___ Reading passage

Nicholas William Brown (born April 2, 1977) is an American lawyer who has served as United States attorney for the Western District of Washington since October 2021.

Education

Brown received his Bachelor of Arts degree from Morehouse College in 1999 and his Juris Doctor from Harvard University in 2002.

Career

Brown began his legal career as a Judge Advocate General in the United States Army, serving as both a prosecutor and defense counsel. His practice included being trial counsel at Joint Base Lewis–McChord, trial defense counsel for the United States Army Trial Defense Service, Fort Bliss, Texas and Bagdad, Iraq, and legal assistance attorney and tax officer for the U.S. Army Air Defense Artillery Center at Fort Bliss. From 2007 to 2013, he was an assistant United States attorney for the Western District of Washington. From 2013 to 2017, he served as general counsel to Governor Jay Inslee.

U.S. attorney for the Western District of Washington 

In January 2021, Senators Patty Murray and Maria Cantwell recommended Brown to the post of U.S. attorney for Western Washington.

______

**Set task 1**
In the Nicholas William Brown biography, which college awarded Brown his Bachelor of Arts degree, and in what year?
**Set task 2**
Carry on the Nicholas William Brown biography, starting right after its final sentence.

___ Recorded data

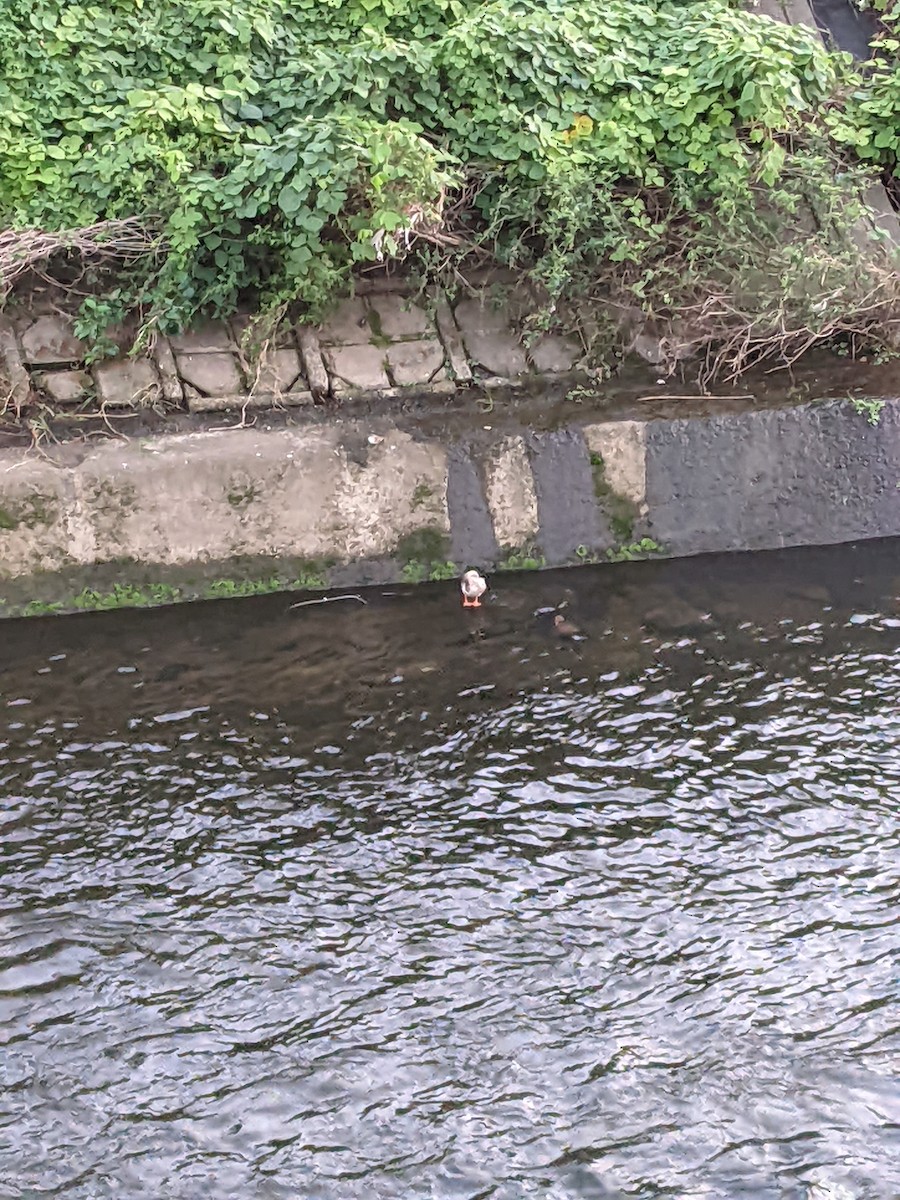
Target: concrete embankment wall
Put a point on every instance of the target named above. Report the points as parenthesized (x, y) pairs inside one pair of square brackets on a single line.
[(340, 502)]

______

**Answer 1**
Morehouse College, in 1999.

**Answer 2**
On July 26, 2021 President Joe Biden nominated Brown to be the United States Attorney for the Western District of Washington. On September 23, 2021, his nomination was reported out of committee. On September 30, 2021, his nomination was confirmed in the United States Senate by voice vote. On October 8, 2021, he was sworn in by Chief U.S. District Judge Ricardo S. Martinez.

Personal life 

Brown was a contestant on Survivor: The Australian Outback in 2001.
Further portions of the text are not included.